• Action item: From the entries that follow, gather each line holding the word "black".

• Study material:
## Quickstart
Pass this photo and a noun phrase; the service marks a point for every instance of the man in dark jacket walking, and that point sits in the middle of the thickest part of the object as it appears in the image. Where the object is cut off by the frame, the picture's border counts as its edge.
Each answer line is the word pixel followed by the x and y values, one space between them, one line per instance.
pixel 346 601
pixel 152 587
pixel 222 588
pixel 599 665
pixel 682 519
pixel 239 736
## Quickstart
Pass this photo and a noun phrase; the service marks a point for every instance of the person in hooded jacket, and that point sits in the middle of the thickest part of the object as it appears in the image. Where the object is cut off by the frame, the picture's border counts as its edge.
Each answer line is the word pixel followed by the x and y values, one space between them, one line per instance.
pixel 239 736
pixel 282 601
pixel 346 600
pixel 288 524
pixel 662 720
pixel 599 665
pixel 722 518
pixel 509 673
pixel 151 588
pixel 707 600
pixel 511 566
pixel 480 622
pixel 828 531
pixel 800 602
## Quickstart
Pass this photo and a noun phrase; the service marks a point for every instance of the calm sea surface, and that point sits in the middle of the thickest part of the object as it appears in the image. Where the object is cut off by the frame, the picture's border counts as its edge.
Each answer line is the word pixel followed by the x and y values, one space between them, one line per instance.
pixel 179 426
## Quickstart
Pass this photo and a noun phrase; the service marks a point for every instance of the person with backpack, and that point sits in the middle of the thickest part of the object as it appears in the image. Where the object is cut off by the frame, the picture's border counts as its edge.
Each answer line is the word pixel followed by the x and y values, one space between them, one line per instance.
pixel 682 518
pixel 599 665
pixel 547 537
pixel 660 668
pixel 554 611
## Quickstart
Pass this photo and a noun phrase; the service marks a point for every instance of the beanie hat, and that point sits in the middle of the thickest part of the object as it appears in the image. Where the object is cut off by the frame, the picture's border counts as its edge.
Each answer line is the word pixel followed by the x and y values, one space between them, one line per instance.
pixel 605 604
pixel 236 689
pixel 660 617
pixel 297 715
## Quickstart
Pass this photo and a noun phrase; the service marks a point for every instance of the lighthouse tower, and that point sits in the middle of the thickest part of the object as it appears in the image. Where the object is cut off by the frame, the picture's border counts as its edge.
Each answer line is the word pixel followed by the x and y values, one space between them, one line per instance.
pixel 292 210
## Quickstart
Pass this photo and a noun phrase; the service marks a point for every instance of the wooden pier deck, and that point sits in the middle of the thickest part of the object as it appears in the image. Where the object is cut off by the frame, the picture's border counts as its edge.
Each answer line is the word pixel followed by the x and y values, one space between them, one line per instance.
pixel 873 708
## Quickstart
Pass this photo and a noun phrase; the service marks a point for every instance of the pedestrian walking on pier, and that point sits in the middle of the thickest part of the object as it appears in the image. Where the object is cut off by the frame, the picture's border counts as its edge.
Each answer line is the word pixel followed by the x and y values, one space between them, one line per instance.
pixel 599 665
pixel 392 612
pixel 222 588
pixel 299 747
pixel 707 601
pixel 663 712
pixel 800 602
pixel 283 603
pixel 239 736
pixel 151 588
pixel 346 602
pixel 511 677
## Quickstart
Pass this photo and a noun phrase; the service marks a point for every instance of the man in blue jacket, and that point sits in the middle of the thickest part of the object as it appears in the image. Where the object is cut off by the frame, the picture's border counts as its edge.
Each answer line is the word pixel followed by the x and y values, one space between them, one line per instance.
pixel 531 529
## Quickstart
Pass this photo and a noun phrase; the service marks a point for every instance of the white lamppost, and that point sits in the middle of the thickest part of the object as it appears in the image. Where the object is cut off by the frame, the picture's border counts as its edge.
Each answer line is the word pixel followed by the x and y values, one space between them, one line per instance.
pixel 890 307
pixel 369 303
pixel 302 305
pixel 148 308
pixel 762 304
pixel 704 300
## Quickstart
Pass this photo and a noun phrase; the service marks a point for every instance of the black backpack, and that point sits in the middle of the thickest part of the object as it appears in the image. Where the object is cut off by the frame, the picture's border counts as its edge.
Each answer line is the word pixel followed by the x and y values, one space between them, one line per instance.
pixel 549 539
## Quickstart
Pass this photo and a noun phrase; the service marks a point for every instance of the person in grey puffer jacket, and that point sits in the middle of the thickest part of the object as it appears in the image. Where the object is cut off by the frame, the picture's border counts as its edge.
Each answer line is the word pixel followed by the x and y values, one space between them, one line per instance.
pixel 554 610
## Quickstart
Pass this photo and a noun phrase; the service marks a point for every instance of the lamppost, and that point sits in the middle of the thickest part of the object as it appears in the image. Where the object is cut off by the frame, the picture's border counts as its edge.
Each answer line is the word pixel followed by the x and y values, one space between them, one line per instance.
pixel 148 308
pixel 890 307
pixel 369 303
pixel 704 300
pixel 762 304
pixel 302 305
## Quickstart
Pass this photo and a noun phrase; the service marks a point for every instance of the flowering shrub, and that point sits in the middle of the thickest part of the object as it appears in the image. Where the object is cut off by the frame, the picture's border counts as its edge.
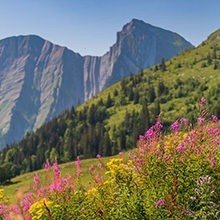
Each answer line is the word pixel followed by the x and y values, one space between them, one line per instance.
pixel 174 176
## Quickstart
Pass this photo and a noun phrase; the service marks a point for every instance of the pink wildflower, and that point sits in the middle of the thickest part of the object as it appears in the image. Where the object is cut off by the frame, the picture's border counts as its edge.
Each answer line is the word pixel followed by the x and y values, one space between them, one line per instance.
pixel 3 210
pixel 91 169
pixel 182 147
pixel 78 166
pixel 149 134
pixel 175 126
pixel 158 126
pixel 121 153
pixel 47 165
pixel 200 120
pixel 98 156
pixel 27 201
pixel 15 209
pixel 184 121
pixel 214 118
pixel 141 137
pixel 159 202
pixel 36 181
pixel 203 101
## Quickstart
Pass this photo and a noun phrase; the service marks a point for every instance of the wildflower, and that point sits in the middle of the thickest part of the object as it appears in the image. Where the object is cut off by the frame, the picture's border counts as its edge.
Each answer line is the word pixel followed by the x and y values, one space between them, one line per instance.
pixel 182 147
pixel 175 126
pixel 214 118
pixel 1 194
pixel 184 121
pixel 78 166
pixel 15 209
pixel 200 120
pixel 56 169
pixel 98 156
pixel 27 201
pixel 203 180
pixel 36 181
pixel 141 137
pixel 91 169
pixel 159 202
pixel 149 134
pixel 3 210
pixel 158 126
pixel 203 101
pixel 121 153
pixel 47 165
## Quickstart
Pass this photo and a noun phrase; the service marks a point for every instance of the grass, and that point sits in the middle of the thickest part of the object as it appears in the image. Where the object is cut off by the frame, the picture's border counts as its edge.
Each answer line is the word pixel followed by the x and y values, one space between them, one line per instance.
pixel 24 183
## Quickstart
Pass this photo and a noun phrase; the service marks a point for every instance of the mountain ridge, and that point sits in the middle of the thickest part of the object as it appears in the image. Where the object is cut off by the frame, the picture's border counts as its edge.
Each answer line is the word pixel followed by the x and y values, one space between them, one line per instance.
pixel 111 122
pixel 39 79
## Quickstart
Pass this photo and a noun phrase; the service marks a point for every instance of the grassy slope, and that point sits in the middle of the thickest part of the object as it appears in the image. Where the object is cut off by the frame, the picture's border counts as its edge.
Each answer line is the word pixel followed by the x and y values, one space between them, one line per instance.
pixel 171 110
pixel 176 107
pixel 24 183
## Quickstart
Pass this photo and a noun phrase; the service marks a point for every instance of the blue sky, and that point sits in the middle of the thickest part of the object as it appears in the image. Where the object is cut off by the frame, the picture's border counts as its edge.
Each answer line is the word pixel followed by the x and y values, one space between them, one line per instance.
pixel 90 26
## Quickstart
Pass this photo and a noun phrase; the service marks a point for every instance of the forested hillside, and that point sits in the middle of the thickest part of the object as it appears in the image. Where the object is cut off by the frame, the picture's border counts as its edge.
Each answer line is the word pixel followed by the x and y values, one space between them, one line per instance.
pixel 113 120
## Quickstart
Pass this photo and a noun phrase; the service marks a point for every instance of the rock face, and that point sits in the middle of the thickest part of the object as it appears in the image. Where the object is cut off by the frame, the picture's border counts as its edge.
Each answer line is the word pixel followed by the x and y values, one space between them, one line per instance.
pixel 39 80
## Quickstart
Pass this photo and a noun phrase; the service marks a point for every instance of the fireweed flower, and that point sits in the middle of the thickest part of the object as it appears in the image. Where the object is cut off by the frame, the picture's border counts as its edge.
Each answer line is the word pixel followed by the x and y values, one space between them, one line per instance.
pixel 184 121
pixel 78 166
pixel 203 101
pixel 200 120
pixel 3 210
pixel 158 126
pixel 214 118
pixel 175 126
pixel 15 209
pixel 182 147
pixel 91 169
pixel 27 201
pixel 149 134
pixel 159 202
pixel 47 165
pixel 98 156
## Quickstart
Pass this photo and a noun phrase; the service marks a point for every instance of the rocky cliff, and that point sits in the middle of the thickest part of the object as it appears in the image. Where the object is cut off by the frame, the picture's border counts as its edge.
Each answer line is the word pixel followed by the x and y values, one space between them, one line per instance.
pixel 39 80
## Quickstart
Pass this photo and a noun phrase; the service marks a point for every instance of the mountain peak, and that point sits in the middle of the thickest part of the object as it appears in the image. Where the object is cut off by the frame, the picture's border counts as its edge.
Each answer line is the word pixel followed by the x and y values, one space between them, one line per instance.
pixel 214 36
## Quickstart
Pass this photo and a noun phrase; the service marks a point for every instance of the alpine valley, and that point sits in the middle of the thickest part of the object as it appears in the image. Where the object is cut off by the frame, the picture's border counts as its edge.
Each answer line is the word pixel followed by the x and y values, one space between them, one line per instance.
pixel 40 80
pixel 111 121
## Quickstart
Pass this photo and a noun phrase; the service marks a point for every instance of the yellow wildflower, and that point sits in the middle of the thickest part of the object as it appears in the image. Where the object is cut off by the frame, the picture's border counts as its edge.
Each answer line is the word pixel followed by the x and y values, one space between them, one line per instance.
pixel 38 209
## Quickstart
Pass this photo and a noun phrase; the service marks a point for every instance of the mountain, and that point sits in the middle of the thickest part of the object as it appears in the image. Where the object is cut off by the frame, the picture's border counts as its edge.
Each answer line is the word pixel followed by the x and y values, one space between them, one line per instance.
pixel 39 80
pixel 112 121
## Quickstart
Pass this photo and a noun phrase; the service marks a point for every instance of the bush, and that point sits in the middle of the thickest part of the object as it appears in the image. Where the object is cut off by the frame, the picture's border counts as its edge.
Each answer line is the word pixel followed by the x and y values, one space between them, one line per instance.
pixel 173 176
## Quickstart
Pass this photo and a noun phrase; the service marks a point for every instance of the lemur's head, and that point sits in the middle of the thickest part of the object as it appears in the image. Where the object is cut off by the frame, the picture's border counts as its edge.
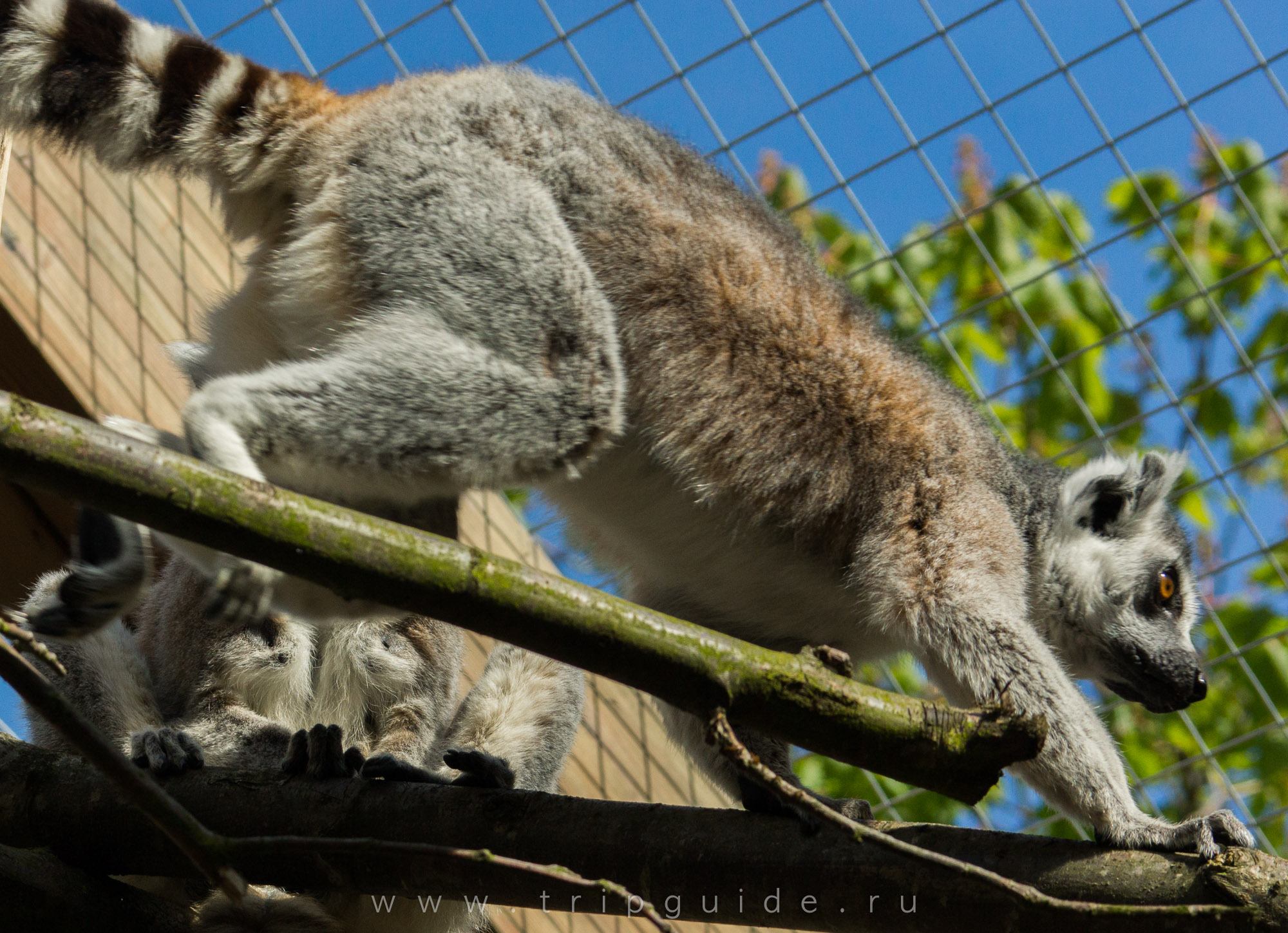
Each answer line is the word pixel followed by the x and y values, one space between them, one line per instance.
pixel 1119 599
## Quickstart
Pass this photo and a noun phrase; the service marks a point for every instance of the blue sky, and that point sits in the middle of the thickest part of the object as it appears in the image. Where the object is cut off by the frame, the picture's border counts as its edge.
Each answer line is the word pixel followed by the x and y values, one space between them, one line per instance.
pixel 618 48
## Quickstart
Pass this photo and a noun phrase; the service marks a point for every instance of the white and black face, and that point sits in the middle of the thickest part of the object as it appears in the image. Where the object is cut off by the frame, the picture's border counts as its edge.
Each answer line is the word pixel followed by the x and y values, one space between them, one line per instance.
pixel 1119 601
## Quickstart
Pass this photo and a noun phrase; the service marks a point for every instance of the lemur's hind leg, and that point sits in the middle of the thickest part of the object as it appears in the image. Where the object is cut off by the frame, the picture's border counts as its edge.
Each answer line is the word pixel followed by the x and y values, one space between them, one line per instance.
pixel 399 411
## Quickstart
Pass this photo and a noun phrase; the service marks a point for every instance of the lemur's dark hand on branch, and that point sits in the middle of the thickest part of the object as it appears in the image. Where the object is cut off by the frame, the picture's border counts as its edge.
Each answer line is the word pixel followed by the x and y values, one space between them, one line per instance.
pixel 320 753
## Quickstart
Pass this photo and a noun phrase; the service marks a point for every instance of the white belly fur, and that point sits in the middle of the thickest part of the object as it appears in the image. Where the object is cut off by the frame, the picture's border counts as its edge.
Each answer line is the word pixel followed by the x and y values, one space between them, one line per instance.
pixel 637 520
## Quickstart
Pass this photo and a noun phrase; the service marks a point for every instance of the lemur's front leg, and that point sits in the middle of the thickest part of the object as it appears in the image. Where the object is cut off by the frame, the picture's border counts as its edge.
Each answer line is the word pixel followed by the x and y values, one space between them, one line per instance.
pixel 974 652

• Written answer:
Pass this photo and a noun phrase; the service marks a point for every instance of the black backpack, and that point sits in the middle of the thickest part of the object as it appears in the image. Where the object is cut off by the frame, the picture's border counts as its edge.
Pass this photo and a noun phrase; the service marks a point for every instance of the white and black face, and that point sits in the middle of the thickest part of the object as it appears in the image. Where the object is cut off by the frame, the picture's border counts as its edge.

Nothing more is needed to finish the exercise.